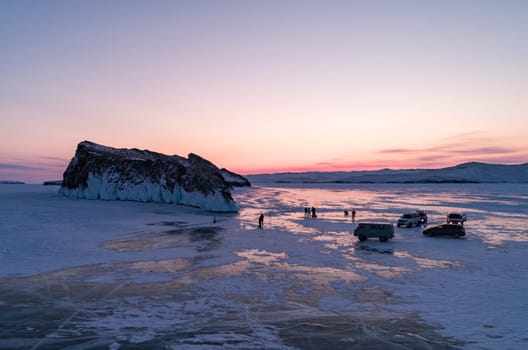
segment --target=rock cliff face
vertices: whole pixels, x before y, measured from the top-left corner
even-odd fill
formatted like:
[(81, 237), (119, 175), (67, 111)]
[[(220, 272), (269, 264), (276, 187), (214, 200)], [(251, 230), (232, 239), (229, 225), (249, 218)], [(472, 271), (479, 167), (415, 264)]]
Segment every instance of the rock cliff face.
[(86, 199), (175, 203), (218, 212), (238, 208), (230, 184), (211, 162), (189, 154), (116, 149), (83, 141), (64, 172), (59, 194)]

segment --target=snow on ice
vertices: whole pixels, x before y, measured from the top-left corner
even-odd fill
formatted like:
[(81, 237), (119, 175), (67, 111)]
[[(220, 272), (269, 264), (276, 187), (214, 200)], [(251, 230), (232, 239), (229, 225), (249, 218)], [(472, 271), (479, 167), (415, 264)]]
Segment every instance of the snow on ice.
[[(233, 195), (238, 214), (0, 186), (0, 347), (528, 346), (528, 185), (282, 184)], [(467, 237), (351, 234), (415, 209), (431, 225), (466, 212)]]

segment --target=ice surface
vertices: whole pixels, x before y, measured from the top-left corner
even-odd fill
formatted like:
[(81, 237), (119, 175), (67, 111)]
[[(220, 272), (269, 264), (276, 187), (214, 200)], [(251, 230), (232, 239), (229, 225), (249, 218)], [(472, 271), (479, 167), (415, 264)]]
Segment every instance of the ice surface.
[[(0, 187), (0, 344), (527, 348), (528, 185), (256, 186), (234, 197), (239, 214), (213, 216)], [(396, 228), (388, 243), (359, 243), (344, 209), (392, 223), (424, 209), (431, 224), (464, 211), (467, 238)]]

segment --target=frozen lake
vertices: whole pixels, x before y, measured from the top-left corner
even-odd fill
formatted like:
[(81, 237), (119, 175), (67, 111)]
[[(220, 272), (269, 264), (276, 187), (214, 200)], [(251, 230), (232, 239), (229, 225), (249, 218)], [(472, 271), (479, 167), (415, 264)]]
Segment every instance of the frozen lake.
[[(216, 216), (57, 189), (0, 186), (0, 349), (528, 347), (528, 184), (262, 184)], [(467, 237), (351, 234), (416, 209)]]

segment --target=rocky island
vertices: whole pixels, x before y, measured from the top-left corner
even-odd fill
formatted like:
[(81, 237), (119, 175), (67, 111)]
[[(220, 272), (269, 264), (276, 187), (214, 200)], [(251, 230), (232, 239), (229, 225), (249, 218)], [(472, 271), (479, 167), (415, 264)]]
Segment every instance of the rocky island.
[[(224, 174), (230, 174), (229, 180)], [(235, 181), (236, 179), (236, 181)], [(118, 149), (90, 141), (78, 144), (59, 194), (73, 198), (189, 205), (236, 212), (231, 187), (249, 181), (196, 155), (188, 158), (148, 150)]]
______
문제 – 행의 맨 처음부터 "234), (416, 209)]]"가 들어 있는 행까지, 양 끝을 포함하여 다시 쓰되 "even-odd fill"만 "nonzero fill"로 바꾸고 나머지는 그대로 두시오. 그림은 답에 넣지 마시오.

풀이 –
segment --target=rock cliff face
vertices: whole pixels, x before y, measured from the top-left corner
nonzero fill
formatted like:
[(81, 237), (119, 175), (67, 111)]
[[(220, 272), (269, 264), (276, 187), (214, 200)], [(251, 230), (232, 239), (229, 225), (249, 218)], [(472, 271), (479, 167), (415, 264)]]
Segment every instance of the rock cliff face.
[(86, 199), (175, 203), (218, 212), (238, 208), (230, 184), (211, 162), (189, 154), (116, 149), (83, 141), (64, 172), (59, 194)]

segment --target=snow on ice
vertices: whole pixels, x before y, measured from the top-left corner
nonzero fill
formatted like:
[(81, 237), (119, 175), (67, 111)]
[[(220, 272), (269, 264), (276, 187), (214, 200)], [(251, 230), (232, 239), (229, 225), (249, 218)], [(472, 271), (479, 167), (415, 264)]]
Segment every instance of the snow on ice.
[[(233, 195), (238, 214), (0, 186), (0, 347), (528, 346), (528, 185), (282, 184)], [(467, 237), (351, 234), (415, 209), (431, 225), (466, 212)]]

segment --target=ice surface
vertices: whole pixels, x before y, measured from the top-left corner
nonzero fill
formatted like:
[(81, 237), (119, 175), (67, 111)]
[[(220, 272), (269, 264), (276, 187), (214, 200)], [(251, 230), (232, 239), (229, 225), (249, 218)], [(472, 271), (479, 167), (415, 264)]]
Segment every instance of the ice surface.
[[(0, 187), (0, 344), (527, 348), (528, 185), (256, 186), (234, 197), (239, 214), (213, 216)], [(396, 228), (388, 243), (359, 243), (344, 209), (392, 223), (424, 209), (431, 224), (464, 211), (467, 238)]]

segment --target=frozen lake
vertices: whole pixels, x before y, measured from the top-left corner
nonzero fill
formatted like:
[(81, 237), (119, 175), (67, 111)]
[[(220, 272), (269, 264), (276, 187), (214, 200)], [(251, 230), (232, 239), (229, 225), (249, 218)], [(472, 271), (479, 167), (415, 264)]]
Segment every instance of the frozen lake.
[[(216, 216), (57, 189), (0, 186), (0, 349), (528, 347), (528, 184), (262, 184)], [(467, 237), (351, 234), (416, 209)]]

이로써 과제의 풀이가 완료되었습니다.